**Extracted text**
We will now implement the bag of features approach. It is composed on three main steps:
- Learn a vocabulary of visual words (also called codebook) using a clustering method (for example K-Means) applied on HOG features
- Project each feature of an image into the vocabulary, and build an histogram of these projections, giving a final single feature vector for the image
- Train an SVM classifier with these histograms of visual words as features for training images

**(Question)** Build the vocabulary of visual words with K-Means. The vocabulary size corresponds to the number of clusters.

In [None]:
def build_vocabulary(features, voc_size=100):
    # Cluster features into a visual vocabulary with K-Means algorithm,
    # then return the trained classified object.
    # You can use the MiniBatchKMeans class for very similar results 
    # but faster run time
    # YOUR CODE HERE
    raise NotImplementedError()

In [None]:
# Build the vocabulary from train features
# YOUR CODE HERE
raise NotImplementedError()

In [None]:
assert vocabulary.n_clusters == 100
assert vocabulary.n_features_in_ == 9

**(Question)** Try to understand the `build_codebook` function below. Then, compute the histograms of visual words for features of the train and test sets. Store the results into `X_train` and `X_test` variables.

In [None]:
def build_codebook(features, vocabulary):
    # Given a vocabulary of visual words (KMeans classifier object),
    # compute the codebook (histogram) of the set of features for an image
    voc_size = len(vocabulary.cluster_centers_)
    codebook = np.zeros((len(features), voc_size))

Dataset items

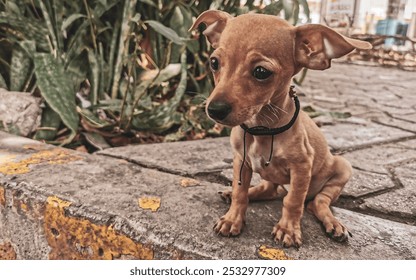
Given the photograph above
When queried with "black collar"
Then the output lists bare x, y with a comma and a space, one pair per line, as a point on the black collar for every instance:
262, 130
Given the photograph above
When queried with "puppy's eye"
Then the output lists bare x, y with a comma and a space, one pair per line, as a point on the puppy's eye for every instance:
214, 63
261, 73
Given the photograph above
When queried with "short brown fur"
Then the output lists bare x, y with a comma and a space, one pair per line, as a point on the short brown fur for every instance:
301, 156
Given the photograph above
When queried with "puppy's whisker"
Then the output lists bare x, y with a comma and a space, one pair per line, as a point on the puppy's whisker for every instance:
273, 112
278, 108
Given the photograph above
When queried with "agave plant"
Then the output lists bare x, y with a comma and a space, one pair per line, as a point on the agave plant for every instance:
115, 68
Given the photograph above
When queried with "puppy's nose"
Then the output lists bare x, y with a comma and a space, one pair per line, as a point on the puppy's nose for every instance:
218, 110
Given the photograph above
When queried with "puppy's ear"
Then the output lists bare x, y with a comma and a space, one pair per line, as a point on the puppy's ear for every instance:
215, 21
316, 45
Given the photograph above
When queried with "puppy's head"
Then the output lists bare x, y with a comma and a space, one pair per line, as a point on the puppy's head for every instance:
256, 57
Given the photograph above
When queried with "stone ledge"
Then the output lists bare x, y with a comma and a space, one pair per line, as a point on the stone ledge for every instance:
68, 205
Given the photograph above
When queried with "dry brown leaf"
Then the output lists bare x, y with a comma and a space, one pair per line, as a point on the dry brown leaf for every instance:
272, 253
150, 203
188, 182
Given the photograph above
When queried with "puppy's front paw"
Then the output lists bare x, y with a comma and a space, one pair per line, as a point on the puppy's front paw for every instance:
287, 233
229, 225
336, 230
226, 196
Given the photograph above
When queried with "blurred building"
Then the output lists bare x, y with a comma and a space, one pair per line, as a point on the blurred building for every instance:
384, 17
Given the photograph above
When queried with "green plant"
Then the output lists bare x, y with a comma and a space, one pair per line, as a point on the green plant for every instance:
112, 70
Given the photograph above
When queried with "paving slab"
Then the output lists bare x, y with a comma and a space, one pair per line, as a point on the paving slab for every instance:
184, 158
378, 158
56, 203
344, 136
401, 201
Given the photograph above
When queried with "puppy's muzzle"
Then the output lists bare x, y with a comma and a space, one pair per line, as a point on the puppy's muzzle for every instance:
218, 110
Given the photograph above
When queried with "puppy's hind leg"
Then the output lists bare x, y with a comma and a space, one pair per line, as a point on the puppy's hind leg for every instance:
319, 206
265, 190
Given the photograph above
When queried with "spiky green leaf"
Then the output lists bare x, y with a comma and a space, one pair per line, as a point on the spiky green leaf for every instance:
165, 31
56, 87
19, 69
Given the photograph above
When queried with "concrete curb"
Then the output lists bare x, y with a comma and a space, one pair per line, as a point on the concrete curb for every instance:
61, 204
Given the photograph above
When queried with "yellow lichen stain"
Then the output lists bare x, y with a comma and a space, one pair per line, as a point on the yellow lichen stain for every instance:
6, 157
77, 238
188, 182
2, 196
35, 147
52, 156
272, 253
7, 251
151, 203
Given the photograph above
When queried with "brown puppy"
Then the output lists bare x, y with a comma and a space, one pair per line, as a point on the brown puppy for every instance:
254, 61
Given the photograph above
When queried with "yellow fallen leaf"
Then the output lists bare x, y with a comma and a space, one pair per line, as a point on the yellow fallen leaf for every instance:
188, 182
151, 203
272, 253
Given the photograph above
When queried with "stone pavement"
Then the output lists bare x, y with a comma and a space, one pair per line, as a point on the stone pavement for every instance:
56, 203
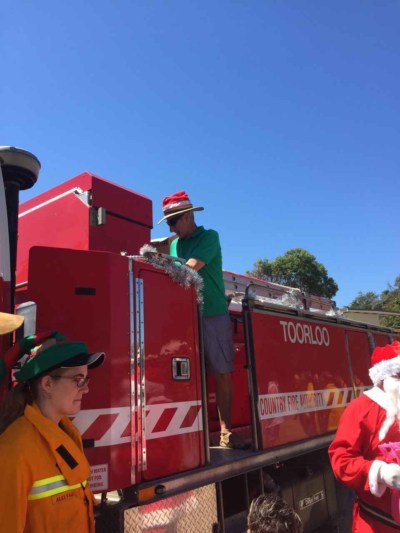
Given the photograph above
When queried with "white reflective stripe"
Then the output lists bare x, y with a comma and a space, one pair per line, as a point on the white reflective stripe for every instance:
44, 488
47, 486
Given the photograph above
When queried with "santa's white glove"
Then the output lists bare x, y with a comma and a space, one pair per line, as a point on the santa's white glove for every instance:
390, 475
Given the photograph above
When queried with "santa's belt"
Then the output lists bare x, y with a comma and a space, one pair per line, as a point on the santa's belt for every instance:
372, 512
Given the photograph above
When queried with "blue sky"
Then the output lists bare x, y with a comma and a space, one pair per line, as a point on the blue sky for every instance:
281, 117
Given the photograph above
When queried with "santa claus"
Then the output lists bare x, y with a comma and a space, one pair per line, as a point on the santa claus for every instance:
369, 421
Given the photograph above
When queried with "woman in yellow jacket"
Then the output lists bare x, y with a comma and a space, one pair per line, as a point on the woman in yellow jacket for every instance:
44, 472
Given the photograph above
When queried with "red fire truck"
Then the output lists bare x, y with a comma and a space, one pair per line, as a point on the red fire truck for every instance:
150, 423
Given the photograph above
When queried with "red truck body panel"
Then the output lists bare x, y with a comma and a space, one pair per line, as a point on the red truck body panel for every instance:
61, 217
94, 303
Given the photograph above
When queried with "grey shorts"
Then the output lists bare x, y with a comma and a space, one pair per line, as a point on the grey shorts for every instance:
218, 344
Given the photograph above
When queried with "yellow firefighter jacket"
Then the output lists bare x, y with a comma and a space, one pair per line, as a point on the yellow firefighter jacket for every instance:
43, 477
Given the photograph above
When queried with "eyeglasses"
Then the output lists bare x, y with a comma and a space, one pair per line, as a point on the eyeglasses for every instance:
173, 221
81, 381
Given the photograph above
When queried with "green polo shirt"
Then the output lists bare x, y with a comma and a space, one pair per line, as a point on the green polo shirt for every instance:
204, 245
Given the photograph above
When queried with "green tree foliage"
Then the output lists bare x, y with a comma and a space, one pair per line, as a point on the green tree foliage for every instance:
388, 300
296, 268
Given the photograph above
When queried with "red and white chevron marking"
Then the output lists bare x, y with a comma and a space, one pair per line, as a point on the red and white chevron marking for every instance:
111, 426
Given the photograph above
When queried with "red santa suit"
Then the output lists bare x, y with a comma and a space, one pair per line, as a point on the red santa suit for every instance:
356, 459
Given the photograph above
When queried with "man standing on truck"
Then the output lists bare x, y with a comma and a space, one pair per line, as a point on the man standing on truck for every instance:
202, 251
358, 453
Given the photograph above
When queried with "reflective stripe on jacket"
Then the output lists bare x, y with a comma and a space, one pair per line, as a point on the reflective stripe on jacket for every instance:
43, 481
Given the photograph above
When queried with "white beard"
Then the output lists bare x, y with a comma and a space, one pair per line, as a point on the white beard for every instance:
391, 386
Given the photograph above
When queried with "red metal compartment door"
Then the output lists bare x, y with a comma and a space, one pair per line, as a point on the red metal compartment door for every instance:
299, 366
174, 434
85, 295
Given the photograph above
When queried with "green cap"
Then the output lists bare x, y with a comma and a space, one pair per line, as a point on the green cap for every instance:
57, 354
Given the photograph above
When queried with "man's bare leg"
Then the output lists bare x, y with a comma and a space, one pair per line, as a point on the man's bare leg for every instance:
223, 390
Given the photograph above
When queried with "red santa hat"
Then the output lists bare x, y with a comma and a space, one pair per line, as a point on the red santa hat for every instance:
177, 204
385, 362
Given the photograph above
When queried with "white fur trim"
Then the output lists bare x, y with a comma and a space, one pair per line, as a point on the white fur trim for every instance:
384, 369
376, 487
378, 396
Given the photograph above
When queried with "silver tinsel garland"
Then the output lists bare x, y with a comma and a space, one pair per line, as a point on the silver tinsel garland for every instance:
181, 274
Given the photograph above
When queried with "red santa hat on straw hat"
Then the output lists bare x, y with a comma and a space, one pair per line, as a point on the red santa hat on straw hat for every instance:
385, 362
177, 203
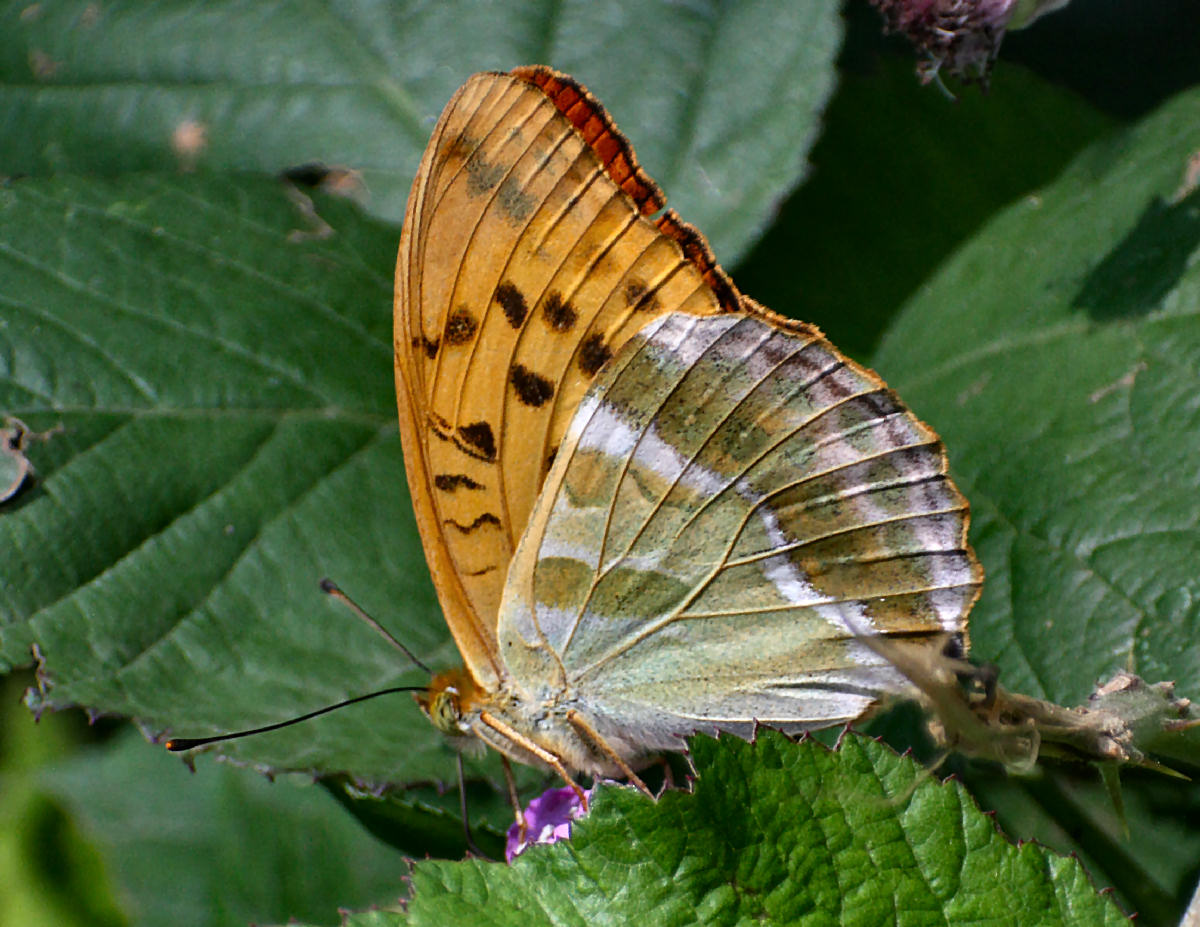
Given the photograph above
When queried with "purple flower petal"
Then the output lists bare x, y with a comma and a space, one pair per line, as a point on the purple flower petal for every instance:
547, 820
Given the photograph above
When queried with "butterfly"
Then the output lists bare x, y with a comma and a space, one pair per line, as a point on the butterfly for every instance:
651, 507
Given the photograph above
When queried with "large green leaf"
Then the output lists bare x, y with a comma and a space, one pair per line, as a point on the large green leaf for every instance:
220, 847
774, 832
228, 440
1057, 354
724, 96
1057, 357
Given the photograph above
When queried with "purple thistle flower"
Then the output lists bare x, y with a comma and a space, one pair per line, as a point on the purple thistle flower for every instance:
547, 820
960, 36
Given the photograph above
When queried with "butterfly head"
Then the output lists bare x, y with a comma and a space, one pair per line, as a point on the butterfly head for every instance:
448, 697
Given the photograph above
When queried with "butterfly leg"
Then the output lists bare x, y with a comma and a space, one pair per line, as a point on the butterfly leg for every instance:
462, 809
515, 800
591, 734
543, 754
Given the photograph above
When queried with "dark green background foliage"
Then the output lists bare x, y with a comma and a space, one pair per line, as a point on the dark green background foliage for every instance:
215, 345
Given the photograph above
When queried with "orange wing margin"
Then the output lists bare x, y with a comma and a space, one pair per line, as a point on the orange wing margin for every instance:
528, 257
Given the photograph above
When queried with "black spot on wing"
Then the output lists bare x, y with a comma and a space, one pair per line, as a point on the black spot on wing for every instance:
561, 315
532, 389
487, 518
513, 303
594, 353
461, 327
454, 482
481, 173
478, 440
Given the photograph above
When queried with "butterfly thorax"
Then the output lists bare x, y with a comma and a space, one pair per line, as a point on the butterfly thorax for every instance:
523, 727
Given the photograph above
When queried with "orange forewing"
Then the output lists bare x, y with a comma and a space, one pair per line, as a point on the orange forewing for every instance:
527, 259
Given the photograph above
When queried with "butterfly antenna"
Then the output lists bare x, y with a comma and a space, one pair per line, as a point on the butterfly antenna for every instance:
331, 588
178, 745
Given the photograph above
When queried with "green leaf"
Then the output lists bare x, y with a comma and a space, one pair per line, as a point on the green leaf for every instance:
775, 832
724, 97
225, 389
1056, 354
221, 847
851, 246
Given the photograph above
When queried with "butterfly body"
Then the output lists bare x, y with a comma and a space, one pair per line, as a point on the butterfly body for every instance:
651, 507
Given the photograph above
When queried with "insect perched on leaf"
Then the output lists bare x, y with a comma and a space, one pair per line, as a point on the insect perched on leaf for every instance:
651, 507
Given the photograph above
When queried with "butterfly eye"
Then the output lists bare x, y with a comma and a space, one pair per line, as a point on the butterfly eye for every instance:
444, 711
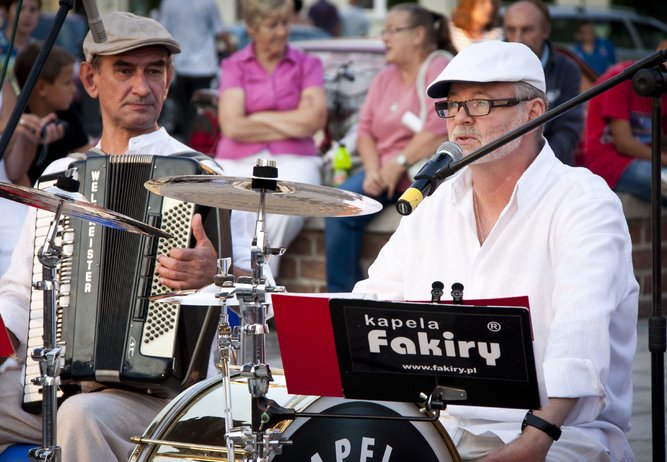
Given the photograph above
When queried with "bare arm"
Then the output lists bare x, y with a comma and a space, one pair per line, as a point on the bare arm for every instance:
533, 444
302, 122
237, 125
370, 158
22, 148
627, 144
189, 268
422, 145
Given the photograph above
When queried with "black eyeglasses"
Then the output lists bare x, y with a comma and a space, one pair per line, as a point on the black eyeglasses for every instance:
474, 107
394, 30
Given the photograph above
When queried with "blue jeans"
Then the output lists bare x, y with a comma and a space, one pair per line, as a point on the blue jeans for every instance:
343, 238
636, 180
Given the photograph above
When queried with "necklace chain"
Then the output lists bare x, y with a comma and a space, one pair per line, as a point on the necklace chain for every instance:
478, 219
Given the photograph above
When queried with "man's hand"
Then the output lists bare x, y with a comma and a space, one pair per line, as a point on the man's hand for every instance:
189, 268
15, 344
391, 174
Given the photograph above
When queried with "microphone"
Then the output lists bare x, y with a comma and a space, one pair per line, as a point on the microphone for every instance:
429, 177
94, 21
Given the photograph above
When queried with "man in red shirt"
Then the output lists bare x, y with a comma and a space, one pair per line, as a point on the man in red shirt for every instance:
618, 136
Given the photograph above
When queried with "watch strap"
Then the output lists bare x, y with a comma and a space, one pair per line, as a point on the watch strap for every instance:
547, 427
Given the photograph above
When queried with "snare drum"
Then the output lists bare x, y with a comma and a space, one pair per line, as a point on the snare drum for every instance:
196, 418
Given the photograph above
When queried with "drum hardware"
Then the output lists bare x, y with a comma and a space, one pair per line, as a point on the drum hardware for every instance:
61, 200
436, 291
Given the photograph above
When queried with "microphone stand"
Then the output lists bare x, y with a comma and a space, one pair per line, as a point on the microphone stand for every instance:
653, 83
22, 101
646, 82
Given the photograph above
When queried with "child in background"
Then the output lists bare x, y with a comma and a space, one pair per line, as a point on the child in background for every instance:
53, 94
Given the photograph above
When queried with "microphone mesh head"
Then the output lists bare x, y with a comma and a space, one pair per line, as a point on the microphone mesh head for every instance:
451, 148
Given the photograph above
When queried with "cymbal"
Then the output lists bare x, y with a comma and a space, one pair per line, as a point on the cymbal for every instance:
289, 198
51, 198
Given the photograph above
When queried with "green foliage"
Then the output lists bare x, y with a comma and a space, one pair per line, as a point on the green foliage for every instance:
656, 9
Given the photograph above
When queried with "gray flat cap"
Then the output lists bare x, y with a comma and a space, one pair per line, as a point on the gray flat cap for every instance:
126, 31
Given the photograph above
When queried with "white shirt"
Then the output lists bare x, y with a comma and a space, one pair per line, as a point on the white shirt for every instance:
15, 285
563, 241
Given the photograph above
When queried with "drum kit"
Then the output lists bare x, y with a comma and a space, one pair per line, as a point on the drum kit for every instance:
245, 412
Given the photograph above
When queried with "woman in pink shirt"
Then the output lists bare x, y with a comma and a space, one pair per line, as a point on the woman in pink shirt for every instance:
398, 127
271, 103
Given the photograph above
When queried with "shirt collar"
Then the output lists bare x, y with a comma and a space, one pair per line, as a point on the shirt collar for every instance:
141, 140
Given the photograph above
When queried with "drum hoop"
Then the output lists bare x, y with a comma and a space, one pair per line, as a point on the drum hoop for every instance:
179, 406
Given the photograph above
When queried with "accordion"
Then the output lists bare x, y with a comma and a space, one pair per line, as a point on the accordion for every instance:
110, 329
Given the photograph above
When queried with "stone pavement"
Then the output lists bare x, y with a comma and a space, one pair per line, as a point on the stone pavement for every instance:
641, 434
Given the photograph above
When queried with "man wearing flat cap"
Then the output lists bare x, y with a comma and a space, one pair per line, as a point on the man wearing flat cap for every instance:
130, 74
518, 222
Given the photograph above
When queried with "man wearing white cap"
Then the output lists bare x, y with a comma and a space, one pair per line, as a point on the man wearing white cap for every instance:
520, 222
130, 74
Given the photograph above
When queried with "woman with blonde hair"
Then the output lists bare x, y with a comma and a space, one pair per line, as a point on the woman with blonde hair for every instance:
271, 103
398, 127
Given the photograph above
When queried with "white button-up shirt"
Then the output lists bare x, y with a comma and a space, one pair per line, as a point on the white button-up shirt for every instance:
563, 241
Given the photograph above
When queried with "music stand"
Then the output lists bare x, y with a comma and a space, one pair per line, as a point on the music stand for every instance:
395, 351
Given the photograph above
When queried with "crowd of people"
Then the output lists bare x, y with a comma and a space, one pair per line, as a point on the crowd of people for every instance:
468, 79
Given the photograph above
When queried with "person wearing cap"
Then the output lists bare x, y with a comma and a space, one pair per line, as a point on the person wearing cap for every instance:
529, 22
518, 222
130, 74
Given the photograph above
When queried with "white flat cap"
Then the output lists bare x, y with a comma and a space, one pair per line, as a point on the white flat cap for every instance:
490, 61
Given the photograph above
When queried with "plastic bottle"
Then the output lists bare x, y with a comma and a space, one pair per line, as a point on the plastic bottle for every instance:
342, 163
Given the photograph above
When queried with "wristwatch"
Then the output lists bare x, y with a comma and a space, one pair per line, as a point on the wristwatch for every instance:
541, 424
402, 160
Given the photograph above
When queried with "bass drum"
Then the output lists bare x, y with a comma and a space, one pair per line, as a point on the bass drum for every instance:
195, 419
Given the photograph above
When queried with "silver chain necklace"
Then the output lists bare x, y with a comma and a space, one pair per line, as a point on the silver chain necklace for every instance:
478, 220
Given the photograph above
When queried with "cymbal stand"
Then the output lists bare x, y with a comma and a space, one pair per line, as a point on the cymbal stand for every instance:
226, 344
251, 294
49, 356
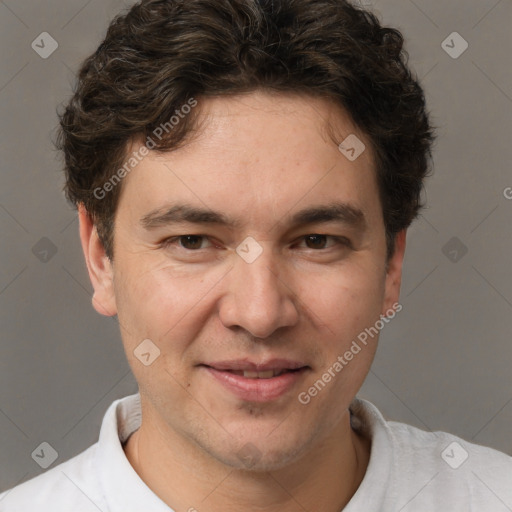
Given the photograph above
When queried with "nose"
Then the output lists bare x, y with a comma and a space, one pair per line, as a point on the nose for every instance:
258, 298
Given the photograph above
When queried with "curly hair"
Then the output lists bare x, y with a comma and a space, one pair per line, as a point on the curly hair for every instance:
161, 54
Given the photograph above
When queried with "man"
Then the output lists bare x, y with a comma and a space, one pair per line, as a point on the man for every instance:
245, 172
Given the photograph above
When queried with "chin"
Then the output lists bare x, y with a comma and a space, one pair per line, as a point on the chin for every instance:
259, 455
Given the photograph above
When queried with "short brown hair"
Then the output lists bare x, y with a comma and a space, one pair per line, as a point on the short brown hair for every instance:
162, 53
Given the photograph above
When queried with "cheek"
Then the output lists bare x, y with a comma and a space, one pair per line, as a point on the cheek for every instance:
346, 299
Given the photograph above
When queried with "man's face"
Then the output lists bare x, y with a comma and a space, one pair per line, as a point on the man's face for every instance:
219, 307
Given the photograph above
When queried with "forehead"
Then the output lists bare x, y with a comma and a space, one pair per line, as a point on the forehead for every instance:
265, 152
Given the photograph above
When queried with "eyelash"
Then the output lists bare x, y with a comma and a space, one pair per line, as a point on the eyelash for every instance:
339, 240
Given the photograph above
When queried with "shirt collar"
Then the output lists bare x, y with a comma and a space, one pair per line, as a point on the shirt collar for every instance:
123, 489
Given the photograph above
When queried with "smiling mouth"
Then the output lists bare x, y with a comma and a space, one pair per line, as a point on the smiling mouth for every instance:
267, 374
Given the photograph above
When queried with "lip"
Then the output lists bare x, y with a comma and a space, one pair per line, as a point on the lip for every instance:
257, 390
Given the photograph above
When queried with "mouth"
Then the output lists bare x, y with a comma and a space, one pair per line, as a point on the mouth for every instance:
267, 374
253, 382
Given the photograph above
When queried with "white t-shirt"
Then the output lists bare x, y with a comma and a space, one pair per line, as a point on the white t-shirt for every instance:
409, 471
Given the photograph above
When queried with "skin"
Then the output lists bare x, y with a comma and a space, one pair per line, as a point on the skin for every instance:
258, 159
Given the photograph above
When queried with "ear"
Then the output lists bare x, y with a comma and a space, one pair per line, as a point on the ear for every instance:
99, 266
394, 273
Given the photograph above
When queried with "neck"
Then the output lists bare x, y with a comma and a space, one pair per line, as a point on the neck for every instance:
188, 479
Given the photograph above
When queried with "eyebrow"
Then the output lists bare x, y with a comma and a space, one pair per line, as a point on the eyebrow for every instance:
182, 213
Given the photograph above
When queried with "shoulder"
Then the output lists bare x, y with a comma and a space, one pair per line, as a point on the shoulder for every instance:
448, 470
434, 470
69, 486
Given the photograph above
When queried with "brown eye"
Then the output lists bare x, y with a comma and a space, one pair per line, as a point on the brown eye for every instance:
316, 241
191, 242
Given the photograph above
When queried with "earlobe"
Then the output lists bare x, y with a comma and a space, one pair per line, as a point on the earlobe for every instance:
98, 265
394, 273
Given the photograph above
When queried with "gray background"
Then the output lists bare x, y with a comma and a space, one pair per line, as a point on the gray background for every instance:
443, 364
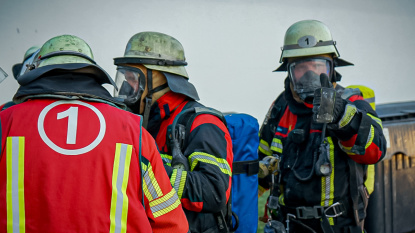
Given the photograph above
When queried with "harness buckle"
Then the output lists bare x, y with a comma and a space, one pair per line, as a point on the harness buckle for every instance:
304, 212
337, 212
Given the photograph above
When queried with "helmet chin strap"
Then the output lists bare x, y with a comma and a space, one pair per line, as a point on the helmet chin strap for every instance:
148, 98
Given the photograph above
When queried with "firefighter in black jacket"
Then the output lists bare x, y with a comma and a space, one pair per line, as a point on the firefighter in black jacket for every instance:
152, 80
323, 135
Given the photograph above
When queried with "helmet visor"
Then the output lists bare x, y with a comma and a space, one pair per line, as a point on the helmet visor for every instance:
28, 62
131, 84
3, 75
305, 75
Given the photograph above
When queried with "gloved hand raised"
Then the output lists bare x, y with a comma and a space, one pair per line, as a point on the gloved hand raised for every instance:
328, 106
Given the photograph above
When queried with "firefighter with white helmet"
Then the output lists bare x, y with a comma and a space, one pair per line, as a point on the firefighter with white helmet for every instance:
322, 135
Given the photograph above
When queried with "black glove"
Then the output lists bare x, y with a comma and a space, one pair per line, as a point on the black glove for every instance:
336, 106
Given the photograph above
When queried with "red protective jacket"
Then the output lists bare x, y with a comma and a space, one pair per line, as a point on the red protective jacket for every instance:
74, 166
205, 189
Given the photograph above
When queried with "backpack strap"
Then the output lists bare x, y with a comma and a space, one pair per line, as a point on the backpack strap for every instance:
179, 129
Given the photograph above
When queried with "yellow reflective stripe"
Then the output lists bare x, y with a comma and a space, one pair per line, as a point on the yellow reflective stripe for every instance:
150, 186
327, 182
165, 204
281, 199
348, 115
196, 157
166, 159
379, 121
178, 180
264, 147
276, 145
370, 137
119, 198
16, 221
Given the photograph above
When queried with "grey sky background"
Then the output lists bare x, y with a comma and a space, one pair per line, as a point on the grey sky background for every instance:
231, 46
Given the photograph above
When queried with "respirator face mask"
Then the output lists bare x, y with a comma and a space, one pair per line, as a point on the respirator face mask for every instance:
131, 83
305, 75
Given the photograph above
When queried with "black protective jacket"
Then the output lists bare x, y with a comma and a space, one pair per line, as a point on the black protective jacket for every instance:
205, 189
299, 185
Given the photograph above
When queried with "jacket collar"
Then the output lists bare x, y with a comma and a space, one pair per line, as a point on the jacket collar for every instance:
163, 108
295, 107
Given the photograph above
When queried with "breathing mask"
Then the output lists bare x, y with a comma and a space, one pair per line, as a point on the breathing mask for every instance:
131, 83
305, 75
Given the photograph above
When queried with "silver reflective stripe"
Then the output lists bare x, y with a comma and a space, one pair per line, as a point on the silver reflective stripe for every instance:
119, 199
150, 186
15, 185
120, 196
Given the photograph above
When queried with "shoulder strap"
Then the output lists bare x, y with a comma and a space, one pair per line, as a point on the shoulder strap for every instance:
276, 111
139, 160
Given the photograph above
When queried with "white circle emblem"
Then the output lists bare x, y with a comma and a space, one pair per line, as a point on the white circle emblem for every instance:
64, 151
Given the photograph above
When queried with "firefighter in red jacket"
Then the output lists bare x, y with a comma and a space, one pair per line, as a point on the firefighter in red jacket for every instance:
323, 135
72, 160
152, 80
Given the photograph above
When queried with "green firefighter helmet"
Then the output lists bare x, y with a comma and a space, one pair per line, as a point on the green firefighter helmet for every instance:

**Instructions**
A) Retype the bag-of-features notebook text from "We will now" up to and including "number of clusters.".
B) Extend the bag-of-features notebook text, picking up right after its final line.

**Answers given**
A)
We will now implement the bag of features approach. It is composed on three main steps:
- Learn a vocabulary of visual words (also called codebook) using a clustering method (for example K-Means) applied on HOG features
- Project each feature of an image into the vocabulary, and build an histogram of these projections, giving a final single feature vector for the image
- Train an SVM classifier with these histograms of visual words as features for training images

**(Question)** Build the vocabulary of visual words with K-Means. The vocabulary size corresponds to the number of clusters.

B)
    for i, f in enumerate(features):
        assignemnts = vocabulary.predict(f)
        for k in range(voc_size):
            codebook[i][k] = len(np.where(assignemnts == k)[0])
    codebook = codebook / codebook.sum(axis=1)[:, np.newaxis] # normalization
    return codebook

In [None]:
# Build the codebooks for train and test features into X_train and X_test variables respectively
# YOUR CODE HERE
raise NotImplementedError()

In [None]:
assert X_train.shape == (y_train.shape[0], 100)
assert X_test.shape == (y_test.shape[0], 100)

**(Question)** Explain what the `build_codebook` function does.

YOUR ANSWER HERE

**(Question)** Train an SVM classifier with the histograms of visual words and report the classification results. Analyze the results and try to improve the classification results by adjusting the hyperparameters.

In [None]:
# YOUR CODE HERE
raise NotImplementedError()

**(Question)** Propose a visualization of some of the visual words learned by your bag of features model.

In [None]:
# YOUR CODE HERE
raise NotImplementedError()